[[ Dataset content, beginning ]]

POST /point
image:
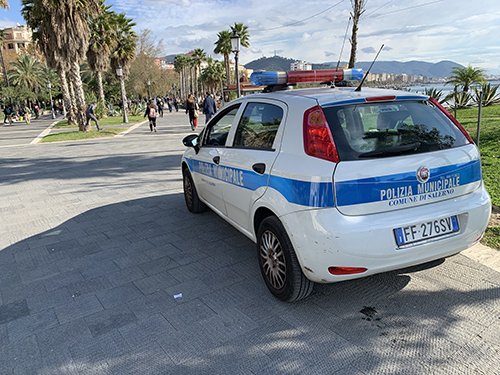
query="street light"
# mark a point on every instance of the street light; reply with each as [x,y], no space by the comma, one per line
[49,86]
[119,73]
[235,47]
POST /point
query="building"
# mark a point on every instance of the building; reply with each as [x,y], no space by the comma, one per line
[300,65]
[16,38]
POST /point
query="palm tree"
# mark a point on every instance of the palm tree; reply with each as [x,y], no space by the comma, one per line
[26,72]
[465,77]
[124,52]
[66,48]
[223,47]
[358,7]
[180,63]
[126,41]
[198,56]
[4,69]
[101,44]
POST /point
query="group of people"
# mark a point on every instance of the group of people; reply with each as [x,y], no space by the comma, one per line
[21,113]
[192,108]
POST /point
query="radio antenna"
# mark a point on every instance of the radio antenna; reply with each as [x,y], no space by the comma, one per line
[370,68]
[345,37]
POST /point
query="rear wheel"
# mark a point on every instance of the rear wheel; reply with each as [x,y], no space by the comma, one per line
[279,264]
[193,202]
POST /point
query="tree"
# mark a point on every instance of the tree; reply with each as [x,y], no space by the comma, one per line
[358,7]
[26,72]
[465,77]
[198,57]
[2,61]
[66,48]
[180,64]
[101,44]
[223,47]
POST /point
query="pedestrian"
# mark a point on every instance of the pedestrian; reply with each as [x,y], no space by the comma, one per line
[27,115]
[191,109]
[209,107]
[160,107]
[151,112]
[8,114]
[90,114]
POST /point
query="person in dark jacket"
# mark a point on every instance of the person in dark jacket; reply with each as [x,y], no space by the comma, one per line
[90,114]
[209,107]
[191,109]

[[ Dataset content, end ]]

■ **Action item**: All lines in the entries above that hold the word "query" need to be copied.

■ **Your solution**:
query="street light"
query="building"
query="palm tree"
query="group of people"
query="radio antenna"
query="rear wheel"
query="tree"
query="pedestrian"
query="person in dark jacket"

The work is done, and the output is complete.